The state Department of Public Health is investigating an incident at a food supplier kitchen that left glass fragments in a batch of chicken noodle soup. The soup went to several customers of FoodService Partners Inc., including Kaiser Permanente hospitals in Northern California. Kaiser said four of its patients reported finding glass in their soup Feb. 10. No one reported feeling any ill effects. ***MARLAR: They also added that this isn’t the best source of roughage in their food products.
A man who is only 22 inches (56 centimeters) tall left his home country of Nepal on Sunday in a quest to be recognized as the world’s shortest man. Khagendra Thapa Magar is traveling to Europe to campaign for the Guinness World Record title. He applied to London-based group for a place in the record book in October, soon after turning 18, but said he has not received any response. ***MARLAR: And he’s getting short on patience.

--

- [Tasks and exercises]
a: Reproduce the passage of the news briefs starting at "The state Department" and ending at "their food products.".
b: List every geographic place named in the news briefs.

--

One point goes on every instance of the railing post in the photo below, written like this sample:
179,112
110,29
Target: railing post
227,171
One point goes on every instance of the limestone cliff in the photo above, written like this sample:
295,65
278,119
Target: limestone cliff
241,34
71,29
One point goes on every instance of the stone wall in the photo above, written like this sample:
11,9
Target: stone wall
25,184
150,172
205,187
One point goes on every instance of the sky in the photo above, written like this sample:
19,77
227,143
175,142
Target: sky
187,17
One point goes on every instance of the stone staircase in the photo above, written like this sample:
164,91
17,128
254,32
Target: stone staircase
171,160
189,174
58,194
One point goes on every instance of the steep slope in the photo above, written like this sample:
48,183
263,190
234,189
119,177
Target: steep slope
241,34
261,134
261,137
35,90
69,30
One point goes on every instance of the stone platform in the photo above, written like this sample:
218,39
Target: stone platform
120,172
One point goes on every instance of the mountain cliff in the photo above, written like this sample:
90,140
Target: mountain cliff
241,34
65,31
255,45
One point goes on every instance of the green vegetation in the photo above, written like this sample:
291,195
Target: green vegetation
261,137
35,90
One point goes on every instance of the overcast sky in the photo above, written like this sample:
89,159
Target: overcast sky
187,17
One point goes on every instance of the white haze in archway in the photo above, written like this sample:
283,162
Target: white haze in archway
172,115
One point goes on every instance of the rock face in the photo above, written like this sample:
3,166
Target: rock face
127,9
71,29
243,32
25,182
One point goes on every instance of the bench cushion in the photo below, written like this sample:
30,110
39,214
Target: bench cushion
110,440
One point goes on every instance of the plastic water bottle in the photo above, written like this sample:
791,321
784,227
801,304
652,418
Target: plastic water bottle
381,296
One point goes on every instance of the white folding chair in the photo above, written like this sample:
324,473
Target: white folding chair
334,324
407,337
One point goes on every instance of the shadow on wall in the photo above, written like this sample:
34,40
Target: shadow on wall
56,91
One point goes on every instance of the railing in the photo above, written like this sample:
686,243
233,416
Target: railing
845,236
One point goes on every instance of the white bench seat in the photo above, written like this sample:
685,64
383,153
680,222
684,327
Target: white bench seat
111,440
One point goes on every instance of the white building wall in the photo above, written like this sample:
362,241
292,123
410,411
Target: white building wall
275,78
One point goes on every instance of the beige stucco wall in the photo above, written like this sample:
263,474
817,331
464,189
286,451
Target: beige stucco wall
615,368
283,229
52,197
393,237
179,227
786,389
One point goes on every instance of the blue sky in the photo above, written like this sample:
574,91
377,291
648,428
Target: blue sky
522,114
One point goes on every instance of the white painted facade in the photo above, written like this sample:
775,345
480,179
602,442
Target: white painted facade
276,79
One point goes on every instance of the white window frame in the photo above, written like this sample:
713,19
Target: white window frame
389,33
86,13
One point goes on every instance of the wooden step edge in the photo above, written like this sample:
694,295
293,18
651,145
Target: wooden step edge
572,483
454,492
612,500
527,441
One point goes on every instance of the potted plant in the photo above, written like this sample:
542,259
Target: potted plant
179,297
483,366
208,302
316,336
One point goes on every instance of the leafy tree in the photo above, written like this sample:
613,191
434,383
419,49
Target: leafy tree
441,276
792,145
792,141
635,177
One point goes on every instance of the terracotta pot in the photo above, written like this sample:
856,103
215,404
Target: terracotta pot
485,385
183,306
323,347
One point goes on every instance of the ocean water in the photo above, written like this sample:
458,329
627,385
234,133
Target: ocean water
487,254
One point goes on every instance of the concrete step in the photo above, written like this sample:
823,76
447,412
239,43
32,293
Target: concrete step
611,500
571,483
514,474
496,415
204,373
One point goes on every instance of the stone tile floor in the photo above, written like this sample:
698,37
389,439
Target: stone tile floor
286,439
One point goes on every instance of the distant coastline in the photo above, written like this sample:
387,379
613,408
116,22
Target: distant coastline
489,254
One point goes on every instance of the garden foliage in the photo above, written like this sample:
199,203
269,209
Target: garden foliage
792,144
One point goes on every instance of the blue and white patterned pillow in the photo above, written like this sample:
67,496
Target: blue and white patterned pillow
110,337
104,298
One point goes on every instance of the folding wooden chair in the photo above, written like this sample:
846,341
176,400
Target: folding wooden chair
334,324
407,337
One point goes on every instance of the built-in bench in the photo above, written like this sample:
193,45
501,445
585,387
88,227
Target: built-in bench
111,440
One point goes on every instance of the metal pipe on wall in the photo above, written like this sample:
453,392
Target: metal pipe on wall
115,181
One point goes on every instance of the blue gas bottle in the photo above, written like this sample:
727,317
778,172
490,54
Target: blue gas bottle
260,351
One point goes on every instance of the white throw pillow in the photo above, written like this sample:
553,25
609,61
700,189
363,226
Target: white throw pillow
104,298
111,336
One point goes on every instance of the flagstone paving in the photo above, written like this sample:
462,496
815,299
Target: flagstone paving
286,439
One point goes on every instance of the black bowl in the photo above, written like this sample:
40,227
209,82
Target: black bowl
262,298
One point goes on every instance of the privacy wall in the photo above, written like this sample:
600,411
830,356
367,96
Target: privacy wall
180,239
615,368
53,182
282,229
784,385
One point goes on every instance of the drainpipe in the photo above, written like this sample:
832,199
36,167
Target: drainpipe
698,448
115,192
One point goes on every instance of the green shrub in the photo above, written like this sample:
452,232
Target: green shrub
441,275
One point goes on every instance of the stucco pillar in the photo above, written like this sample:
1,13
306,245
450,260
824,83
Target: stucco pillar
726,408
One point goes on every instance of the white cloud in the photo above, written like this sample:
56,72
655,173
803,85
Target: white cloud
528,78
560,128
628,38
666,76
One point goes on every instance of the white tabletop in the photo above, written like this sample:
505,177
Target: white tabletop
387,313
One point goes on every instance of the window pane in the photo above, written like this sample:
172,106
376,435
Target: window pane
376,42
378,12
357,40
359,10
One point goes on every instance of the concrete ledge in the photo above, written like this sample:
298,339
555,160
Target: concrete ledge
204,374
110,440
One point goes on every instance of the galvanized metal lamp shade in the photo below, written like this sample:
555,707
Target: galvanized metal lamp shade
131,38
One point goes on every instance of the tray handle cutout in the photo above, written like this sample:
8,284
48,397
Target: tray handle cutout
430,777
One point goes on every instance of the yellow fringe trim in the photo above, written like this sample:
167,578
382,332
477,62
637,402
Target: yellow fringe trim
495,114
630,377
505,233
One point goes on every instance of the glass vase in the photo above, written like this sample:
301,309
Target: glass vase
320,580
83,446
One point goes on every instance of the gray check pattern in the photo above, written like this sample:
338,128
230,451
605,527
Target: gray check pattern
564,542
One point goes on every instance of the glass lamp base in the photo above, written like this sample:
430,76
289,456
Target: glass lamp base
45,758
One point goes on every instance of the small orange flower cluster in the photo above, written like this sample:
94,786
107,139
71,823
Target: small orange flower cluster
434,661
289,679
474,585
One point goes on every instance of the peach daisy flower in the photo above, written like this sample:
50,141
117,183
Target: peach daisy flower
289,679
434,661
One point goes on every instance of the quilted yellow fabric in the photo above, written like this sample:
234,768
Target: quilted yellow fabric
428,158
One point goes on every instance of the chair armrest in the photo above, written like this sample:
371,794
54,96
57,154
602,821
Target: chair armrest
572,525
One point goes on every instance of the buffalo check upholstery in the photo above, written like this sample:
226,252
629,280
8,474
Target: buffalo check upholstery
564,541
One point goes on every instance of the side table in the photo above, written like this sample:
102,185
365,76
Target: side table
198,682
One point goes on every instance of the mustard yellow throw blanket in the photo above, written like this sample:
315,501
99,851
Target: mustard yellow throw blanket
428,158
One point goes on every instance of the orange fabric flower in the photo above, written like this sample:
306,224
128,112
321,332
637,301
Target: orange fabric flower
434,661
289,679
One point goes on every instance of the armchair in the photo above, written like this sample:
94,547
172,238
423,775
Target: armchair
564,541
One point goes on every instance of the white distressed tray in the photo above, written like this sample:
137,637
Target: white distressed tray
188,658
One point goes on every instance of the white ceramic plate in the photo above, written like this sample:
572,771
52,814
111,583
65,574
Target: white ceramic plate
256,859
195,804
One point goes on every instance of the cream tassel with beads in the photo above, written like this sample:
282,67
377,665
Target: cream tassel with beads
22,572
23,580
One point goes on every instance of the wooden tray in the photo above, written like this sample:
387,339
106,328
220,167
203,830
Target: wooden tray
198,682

--

- [Solutions to each task]
a:
The state Department of Public Health is investigating an incident at a food supplier kitchen that left glass fragments in a batch of chicken noodle soup. The soup went to several customers of FoodService Partners Inc., including Kaiser Permanente hospitals in Northern California. Kaiser said four of its patients reported finding glass in their soup Feb. 10. No one reported feeling any ill effects. ***MARLAR: They also added that this isn’t the best source of roughage in their food products.

b: Northern California, Nepal, Europe, London